▸ **Supplied passage**
::::::::
Also, this might be the funniest thing I've ever read. One of my friends sent it to me, knowing my hate for Nickelback (as they're the absolute worst band ever). But even better are all the comments afterwards. It's super intense, and I love it.

Monday, March 09, 2009

Stop Telling Me The Right Way To Go, I'm On My Own...

Mates of State - You Are Free


So my padre sent me this article, insisting that it was no doubt blog-worthy. I looked at the title, and thought to myself, "yes, I hate Florida State, because they're evil, but I don't know if I'd say it's blog-worthy."

I then read the article.

He was totally right. And all because of one line: "The cheating occurred mainly through online testing for a single music history course..." That's right. A music history course. Embarassing.


Also, I'm going to take you back a little. Remember that epic day when I was called a "half-friend?" Well I sure do. Because it was incredibly traumatizing. But I thought it was all behind me.

I was terribly wrong.

So I'm talking to one of my rowers in the training room today, and we're discussing what she did this weekend, and she's telling me about her magical activities, and I notice that her adventures always involve the same two people. So I say to her, "so are they just your fav people in the world?"

She responds by saying, "well I really only have like two and a half friends." This perplexes me. So I say, "well I mean, I'm glad that you don't waste your time on faux-friendships, and you just stick with people you really care about, but who's this half a friend?"

"You of course."

ME OF COURSE?!? "Hold up, wait a minute. I'm half a friend? I'm a half-friend?!?"

"Well you have to understand, I've been best friends with those two for years. I've only really hung out with you a couple times, and we only met a couple months ago. I don't think that it's really possible for one to elevate to full friend status in that amount of time."

I decided that I was okay with that. And I mean, I guess if she thinks that I make up one fifth of her good friends, that's cool with me.


Oh, and final note, I'm joining an Irish dance group. It has a long, winding story to go with it, but I have to depart for practice. But next time. And it'll be magical.

Thursday, March 05, 2009

And I Know Kung-Fu, And I'm Not Afraid Of You. 'Cause I Might Be Small, But I'm Not A Coward, I've Got Puppy Powers That I'm Not Afraid To Use...

The Boy Least Likely To - Every Goliath Has Its David

I love this whole album. You will do. Especially you ObnoxiouslyHappySister, or Robin. Let me know if you want it.

Also, I don't know what "puppy powers" are, but I want them.


Again, I'm sorry for the large lapse in posting. I've been incredibly busy with gymnastics. All these girls keep thinking it's okay to hurt themselves. Jesus. What are they thinking?


Anyhoo. Remember my magical essay that I wrote, featuring quite possibly the best ever metaphor involving a cartoon show? And remember how I said that I feel an A, despite the fact that I haven't gotten an A on an essay since Junior year of high school?
::::::::
▸ **Set task a**
According to the blog post, what kind of group is the writer joining?
::::::::
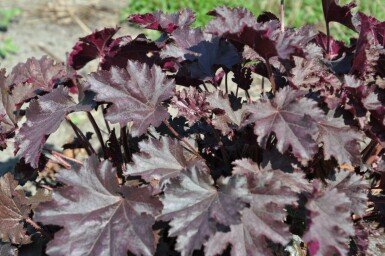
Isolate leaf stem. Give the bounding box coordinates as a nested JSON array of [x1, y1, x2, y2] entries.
[[25, 218, 52, 239], [66, 116, 96, 156], [281, 0, 285, 33], [202, 83, 209, 92], [205, 117, 231, 168], [163, 119, 203, 158], [326, 21, 330, 56], [51, 150, 83, 165], [120, 126, 131, 163], [265, 60, 277, 93], [87, 112, 107, 158], [102, 106, 111, 134]]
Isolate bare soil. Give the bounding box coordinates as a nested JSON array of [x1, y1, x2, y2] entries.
[[0, 0, 140, 162]]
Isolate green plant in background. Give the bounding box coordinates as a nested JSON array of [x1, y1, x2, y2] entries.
[[0, 8, 21, 30], [121, 0, 385, 42], [0, 38, 17, 58], [0, 8, 21, 58]]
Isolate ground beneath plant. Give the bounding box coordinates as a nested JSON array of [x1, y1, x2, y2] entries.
[[0, 0, 141, 162]]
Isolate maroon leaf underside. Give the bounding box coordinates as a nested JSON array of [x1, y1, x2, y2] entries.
[[328, 170, 369, 215], [207, 90, 245, 135], [233, 159, 312, 194], [205, 7, 280, 60], [0, 173, 31, 244], [101, 34, 159, 70], [171, 87, 210, 127], [128, 9, 195, 33], [303, 183, 354, 256], [205, 159, 303, 255], [159, 168, 248, 256], [87, 60, 175, 136], [161, 28, 241, 81], [68, 28, 118, 70], [0, 69, 16, 133], [125, 137, 208, 189], [317, 114, 363, 166], [243, 87, 324, 164], [16, 86, 91, 167], [205, 7, 315, 61], [322, 0, 357, 31], [350, 12, 385, 76], [35, 156, 161, 256]]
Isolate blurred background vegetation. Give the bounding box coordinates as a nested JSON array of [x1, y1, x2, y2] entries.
[[121, 0, 385, 42], [0, 8, 21, 58]]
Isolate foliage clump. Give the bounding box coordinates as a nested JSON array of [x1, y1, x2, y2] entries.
[[0, 0, 385, 255]]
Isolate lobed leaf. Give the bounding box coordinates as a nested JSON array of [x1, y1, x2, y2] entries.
[[128, 9, 195, 33], [322, 0, 357, 30], [317, 115, 363, 166], [207, 90, 245, 135], [35, 156, 161, 255], [0, 173, 31, 244], [303, 182, 354, 255], [158, 168, 248, 256], [243, 87, 324, 163], [327, 170, 369, 215], [87, 60, 175, 136], [205, 159, 298, 255], [125, 137, 208, 191], [16, 86, 91, 167]]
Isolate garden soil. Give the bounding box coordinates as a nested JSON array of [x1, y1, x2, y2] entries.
[[0, 0, 141, 162]]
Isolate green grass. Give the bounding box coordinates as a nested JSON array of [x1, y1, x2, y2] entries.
[[0, 8, 21, 58], [121, 0, 385, 41], [0, 8, 21, 29]]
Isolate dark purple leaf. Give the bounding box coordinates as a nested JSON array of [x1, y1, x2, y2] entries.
[[125, 137, 208, 189], [0, 173, 31, 244], [0, 69, 16, 136], [317, 115, 363, 165], [328, 170, 369, 215], [205, 159, 298, 255], [0, 242, 19, 256], [231, 64, 253, 91], [68, 28, 118, 70], [87, 61, 175, 136], [353, 222, 369, 255], [243, 87, 324, 163], [233, 159, 311, 194], [101, 34, 159, 70], [171, 87, 210, 126], [314, 32, 348, 59], [159, 168, 248, 256], [16, 86, 91, 167], [206, 7, 315, 60], [322, 0, 357, 31], [128, 9, 195, 33], [206, 7, 280, 60], [351, 12, 385, 76], [35, 156, 161, 256], [161, 28, 240, 80], [303, 182, 354, 256], [69, 28, 159, 70], [207, 90, 245, 135]]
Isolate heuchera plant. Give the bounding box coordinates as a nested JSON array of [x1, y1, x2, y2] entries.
[[0, 0, 385, 256]]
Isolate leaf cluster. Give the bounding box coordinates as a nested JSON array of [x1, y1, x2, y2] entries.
[[0, 0, 385, 255]]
::::::::
▸ **Set task b**
Take the records from the line that contains "Isolate leaf cluster." through the end of the records, and write those lines out again, requests included, with 120 added to every bounding box coordinate in the answers.

▸ **Result a**
An Irish dance group.

▸ **Result b**
Isolate leaf cluster. Give the bounding box coordinates as a nested JSON array of [x1, y1, x2, y2] entries.
[[120, 120, 505, 375]]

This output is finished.